### Text passage:
════════════════════
Booth's next plan was to kidnap the President at a future performance at Ford's Theatre (where the actor had several friends). This plan failed to win the support of some of his co-conspirators, who dismissed it as unworkable.

The assassination of Lincoln

After the fall of the Confederate capital at Richmond (April 4) and General Lee's large-scale surrender of Confederate forces (April 9), Booth decided to assassinate Lincoln instead of kidnapping him. According to Booth's former friend, Louis Weichmann, Booth may have made the decision to kill the President after hearing Lincoln deliver a speech on April 11 urging Negro suffrage.

On April 14, 1865, while picking up his mail at Ford's Theatre in Washington, D.C., Booth discovered that Lincoln would be attending a play with his wife there that evening. Booth knew the play well. Booth met with his co-conspirators and established a plan to kill President Lincoln, Vice-President Johnson, Secretary of State Seward, and possibly General Grant—all around 10:15 that evening. That afternoon Booth prepared a peep hole into the balcony room the Presidential party would use. During the play, Booth quietly entered the unguarded balcony room. At 10:15 pm, following a line in the play he knew would get a laugh, Booth fired a pistol at point-blank range into the back of Lincoln's head. Booth escaped by jumping from the balcony onto the stage, where he shouted a triumphant line to the audience. He broke his leg during the jump, but escaped out the back door and onto his horse.
════════════════════
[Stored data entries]
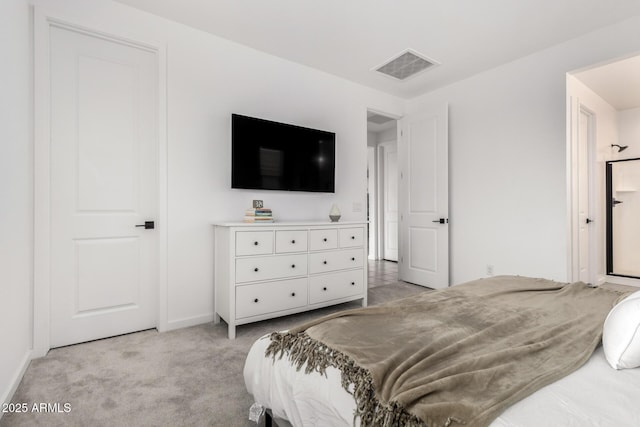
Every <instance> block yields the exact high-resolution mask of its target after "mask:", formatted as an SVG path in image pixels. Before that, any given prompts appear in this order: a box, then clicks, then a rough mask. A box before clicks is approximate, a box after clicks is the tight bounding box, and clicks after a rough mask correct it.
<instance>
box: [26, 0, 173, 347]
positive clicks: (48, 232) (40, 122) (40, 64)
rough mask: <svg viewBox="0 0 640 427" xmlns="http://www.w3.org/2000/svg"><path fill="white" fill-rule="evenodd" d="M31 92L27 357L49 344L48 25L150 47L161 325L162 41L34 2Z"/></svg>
mask: <svg viewBox="0 0 640 427" xmlns="http://www.w3.org/2000/svg"><path fill="white" fill-rule="evenodd" d="M33 18H34V21H33V36H34V38H33V49H34V51H33V53H34V55H33V70H34V71H33V73H34V75H33V77H34V86H33V95H34V135H33V137H34V152H33V155H34V178H33V179H34V230H33V238H34V253H33V262H34V265H33V343H32V347H33V353H32V356H33V357H43V356H45V355H46V354H47V352H48V351H49V349H50V348H51V346H50V328H51V323H50V314H51V306H50V304H51V303H50V300H51V277H50V274H51V271H50V265H51V240H50V236H51V222H50V216H51V212H50V201H51V186H50V171H51V170H50V169H51V168H50V162H51V153H50V148H51V146H50V144H51V123H50V113H51V111H50V102H51V92H50V87H51V81H50V71H51V70H50V64H49V56H50V48H49V46H50V35H49V33H50V32H49V29H50V28H51V27H52V26H55V27H59V28H64V29H68V30H71V31H76V32H79V33H83V34H89V35H92V36H95V37H100V38H102V39H105V40H110V41H114V42H117V43H120V44H125V45H130V46H133V47H136V48H141V49H144V50H147V51H150V52H152V53H154V54H155V55H156V59H157V73H158V75H157V84H158V86H157V97H158V99H157V106H158V109H157V112H158V113H157V114H158V116H157V144H158V147H157V148H158V176H157V185H158V189H157V191H158V206H157V212H158V218H157V223H158V225H159V227H157V229H156V231H157V233H159V235H158V248H157V250H158V283H157V285H156V286H157V290H158V292H157V295H158V301H157V304H158V310H157V313H158V314H157V320H156V327H157V328H158V330H159V331H165V330H167V329H168V328H167V324H168V310H167V298H168V289H167V284H168V279H167V252H168V250H167V235H168V233H167V228H168V227H167V218H168V206H167V177H168V173H167V154H168V141H167V132H166V129H167V90H166V88H167V71H166V70H167V67H166V63H167V61H166V58H167V56H166V48H165V47H164V45H163V44H162V43H158V42H153V43H147V42H140V41H137V40H132V39H130V38H127V37H125V36H121V35H119V34H118V32H119V31H118V30H115V28H113V27H109V26H108V27H109V28H108V29H107V31H104V30H98V29H95V28H89V27H86V26H84V25H81V24H78V23H76V22H74V21H73V20H69V19H66V18H60V17H57V16H52V15H50V14H48V13H46V12H45V11H43V10H42V9H41V8H39V7H35V8H34V15H33Z"/></svg>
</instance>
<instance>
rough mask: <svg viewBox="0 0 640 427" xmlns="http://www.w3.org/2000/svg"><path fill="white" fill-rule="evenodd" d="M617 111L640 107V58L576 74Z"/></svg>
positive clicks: (622, 60) (638, 56)
mask: <svg viewBox="0 0 640 427" xmlns="http://www.w3.org/2000/svg"><path fill="white" fill-rule="evenodd" d="M574 76H575V77H576V78H578V80H580V81H581V82H582V83H584V84H585V85H587V86H588V87H589V88H591V90H593V91H594V92H595V93H597V94H598V95H600V97H601V98H603V99H604V100H605V101H607V102H608V103H609V104H610V105H611V106H612V107H613V108H615V109H616V110H618V111H620V110H628V109H629V108H637V107H640V56H634V57H632V58H627V59H623V60H621V61H616V62H613V63H611V64H607V65H602V66H599V67H595V68H591V69H589V70H586V71H581V72H579V73H574Z"/></svg>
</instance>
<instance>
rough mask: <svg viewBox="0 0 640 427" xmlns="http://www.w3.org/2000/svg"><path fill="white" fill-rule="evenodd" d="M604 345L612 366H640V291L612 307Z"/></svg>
mask: <svg viewBox="0 0 640 427" xmlns="http://www.w3.org/2000/svg"><path fill="white" fill-rule="evenodd" d="M602 346H603V348H604V355H605V357H606V358H607V362H609V365H611V367H612V368H614V369H632V368H637V367H639V366H640V291H637V292H634V293H632V294H631V295H629V296H628V297H626V298H625V299H623V300H622V301H621V302H619V303H618V304H616V306H615V307H613V308H612V309H611V311H610V312H609V315H608V316H607V318H606V320H605V321H604V330H603V332H602Z"/></svg>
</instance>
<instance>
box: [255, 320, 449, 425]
mask: <svg viewBox="0 0 640 427" xmlns="http://www.w3.org/2000/svg"><path fill="white" fill-rule="evenodd" d="M270 338H271V343H270V344H269V346H268V347H267V350H266V352H265V356H271V357H272V358H273V359H274V360H276V358H278V359H282V357H283V356H284V354H285V353H287V354H288V359H289V361H291V362H292V363H293V365H294V366H295V367H296V369H297V370H300V369H302V367H303V366H305V364H306V367H305V373H306V374H309V373H311V372H314V371H315V372H318V373H320V374H321V375H324V376H326V375H327V374H326V370H327V367H329V366H332V367H334V368H337V369H339V370H340V372H341V380H342V387H343V388H344V389H345V390H347V392H349V393H350V394H352V395H353V397H354V398H355V401H356V410H355V413H354V418H353V422H354V425H355V422H356V419H357V418H358V417H360V425H361V426H384V427H387V426H388V427H391V426H406V427H436V426H435V424H433V423H426V422H425V421H423V420H421V419H420V418H418V417H417V416H415V415H413V414H410V413H408V412H407V411H406V410H405V409H404V408H403V407H402V406H401V405H400V404H398V403H397V402H393V401H392V402H389V403H383V402H381V401H380V400H379V399H378V398H377V396H376V395H375V391H374V387H373V378H372V377H371V374H370V373H369V371H367V370H366V369H364V368H361V367H360V366H358V365H356V364H355V362H354V361H353V360H352V359H351V358H350V357H348V356H346V355H345V354H343V353H342V352H339V351H336V350H333V349H331V348H329V347H327V346H326V345H325V344H323V343H321V342H320V341H317V340H314V339H313V338H311V337H309V336H308V335H307V334H306V333H304V332H300V333H297V334H291V333H289V332H285V333H279V332H274V333H272V334H271V337H270ZM351 385H353V387H351ZM447 421H449V422H448V423H447V424H450V421H453V420H447ZM455 421H458V420H455Z"/></svg>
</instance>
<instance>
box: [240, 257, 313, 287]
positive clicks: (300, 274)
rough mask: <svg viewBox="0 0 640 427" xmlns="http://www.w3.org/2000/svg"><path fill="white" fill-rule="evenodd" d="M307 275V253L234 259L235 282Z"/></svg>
mask: <svg viewBox="0 0 640 427" xmlns="http://www.w3.org/2000/svg"><path fill="white" fill-rule="evenodd" d="M306 275H307V254H299V255H298V254H296V255H281V256H269V257H251V258H239V259H236V283H244V282H257V281H260V280H269V279H280V278H287V277H295V276H306Z"/></svg>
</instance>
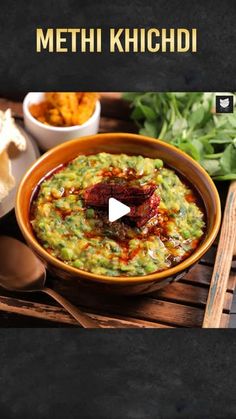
════════════════════
### Apply what you read:
#1 Name every official whom Booth's plan of April 14 targeted, as listed in the Lincoln assassination passage.
#2 Carry the Lincoln assassination passage forward from its final sentence.

### Answers per task:
#1 President Lincoln, Vice-President Johnson, Secretary of State Seward, and General Grant (listed as a possible target)

#2
The mortally wounded Lincoln was carried across the street to Petersen House, where he died the next morning. One co-conspirator did attack Secretary of State Seward with a knife the night of the 14th, but Seward survived the attack. The conspirator who planned to attack Vice-President Johnson did not follow through with the plot.

Booth fled with an accomplice south through Maryland to Virginia. An army troop caught up with him on April 26. His accomplice surrendered but Booth refused. During his capture, he died from a shot fired by Sergeant Boston Corbett, despite the order to take Booth alive.

His remains were buried in the family plot at Green Mount Cemetery in Baltimore.